REQUIREMENTS: Repeat word for word the part of the forum thread about the word "behoove" from "## Vivjen (Mar" to "911 (Mar 14, 2015)".

SOURCE:
# Word for the day  behoove



## Josiah (Mar 14, 2015)

behoove


biˈho͞ov


verb formal


it is a duty or responsibility for someone to do something; it is incumbent on. 


"it behooves any coach to study his predecessors"


synonyms:	be incumbent on, be obligatory for, be required of, be expected of, be appropriate for,
it is appropriate or suitable; it befits.


"it ill behooves the opposition constantly to decry the sale of arms to friendly countries"

This word appears in a comment today elsewhere on SF.


----------



## Shirley (Mar 14, 2015)

That reminds me of a quote that my eighth grade teacher had on the wall of her classroom. 

There is so much good in the worst of us
And so much bad in the best of us
That it hardly behooves any of us
To talk about the rest of us.


----------



## Josiah (Mar 14, 2015)

Should be in every eighth grade classroom, Thanks Shirley


----------



## Shirley (Mar 14, 2015)

I agree.


----------



## Vivjen (Mar 14, 2015)

That is interesting; because in UK it is almost always behove.....pronounced as in elope; behoove is just an add on...


----------



## 911 (Mar 14, 2015)

I don't like this word. I wrote this word in a report years ago and actually misused it, which changed the meaning of the sentence. The report was an arrest report and the Prosecutor called me and gave me the third degree. After that, I kept a dictionary on my desk and used it quite frequently.


----------



## Josiah (Mar 14, 2015)

Vivjen said:


> That is interesting; because in UK it is almost always behove.....pronounced as in elope; behoove is just an add on...

RECORDED DATA:
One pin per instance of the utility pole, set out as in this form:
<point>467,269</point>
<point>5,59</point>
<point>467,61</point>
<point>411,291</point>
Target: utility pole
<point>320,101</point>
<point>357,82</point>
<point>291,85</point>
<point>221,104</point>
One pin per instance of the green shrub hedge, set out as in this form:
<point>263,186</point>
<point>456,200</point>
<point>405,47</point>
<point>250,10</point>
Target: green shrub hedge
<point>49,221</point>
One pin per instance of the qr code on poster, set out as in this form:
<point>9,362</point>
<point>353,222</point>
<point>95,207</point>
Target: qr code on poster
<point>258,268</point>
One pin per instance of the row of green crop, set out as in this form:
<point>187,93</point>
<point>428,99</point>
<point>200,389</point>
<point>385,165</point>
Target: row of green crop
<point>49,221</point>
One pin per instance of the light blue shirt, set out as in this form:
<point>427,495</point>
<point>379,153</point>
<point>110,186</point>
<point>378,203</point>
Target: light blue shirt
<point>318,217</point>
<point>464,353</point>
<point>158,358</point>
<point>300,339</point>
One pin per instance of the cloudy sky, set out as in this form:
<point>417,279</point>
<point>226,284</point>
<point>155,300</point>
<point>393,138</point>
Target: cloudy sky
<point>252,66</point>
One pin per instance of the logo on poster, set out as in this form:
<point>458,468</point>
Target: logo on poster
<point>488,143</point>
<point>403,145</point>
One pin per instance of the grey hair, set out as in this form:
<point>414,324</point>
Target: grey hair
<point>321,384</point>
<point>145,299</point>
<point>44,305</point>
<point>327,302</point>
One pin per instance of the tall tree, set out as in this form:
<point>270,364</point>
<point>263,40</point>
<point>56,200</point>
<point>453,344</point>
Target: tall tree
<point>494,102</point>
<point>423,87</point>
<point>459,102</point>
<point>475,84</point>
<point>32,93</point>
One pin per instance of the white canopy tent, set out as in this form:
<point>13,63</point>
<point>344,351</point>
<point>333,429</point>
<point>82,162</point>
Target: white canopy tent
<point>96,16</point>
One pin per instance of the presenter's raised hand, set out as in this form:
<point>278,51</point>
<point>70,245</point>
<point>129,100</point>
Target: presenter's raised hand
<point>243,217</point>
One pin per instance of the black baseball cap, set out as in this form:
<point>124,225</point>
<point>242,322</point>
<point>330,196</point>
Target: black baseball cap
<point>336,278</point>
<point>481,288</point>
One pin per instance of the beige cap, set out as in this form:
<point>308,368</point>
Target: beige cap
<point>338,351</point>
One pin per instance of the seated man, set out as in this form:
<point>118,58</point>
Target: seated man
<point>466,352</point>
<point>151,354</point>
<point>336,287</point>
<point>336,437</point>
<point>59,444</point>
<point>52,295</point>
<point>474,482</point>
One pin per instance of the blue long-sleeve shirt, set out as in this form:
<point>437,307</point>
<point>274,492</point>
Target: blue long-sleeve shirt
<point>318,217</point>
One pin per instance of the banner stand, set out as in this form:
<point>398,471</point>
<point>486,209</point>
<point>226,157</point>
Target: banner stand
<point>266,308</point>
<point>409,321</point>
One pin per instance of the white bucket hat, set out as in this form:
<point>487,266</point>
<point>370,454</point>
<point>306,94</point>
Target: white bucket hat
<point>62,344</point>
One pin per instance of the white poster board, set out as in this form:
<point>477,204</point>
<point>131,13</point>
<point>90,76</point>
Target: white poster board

TASK ANSWER:
## Vivjen (Mar 14, 2015)

That is interesting; because in UK it is almost always behove.....pronounced as in elope; behoove is just an add on...


----------



## 911 (Mar 14, 2015)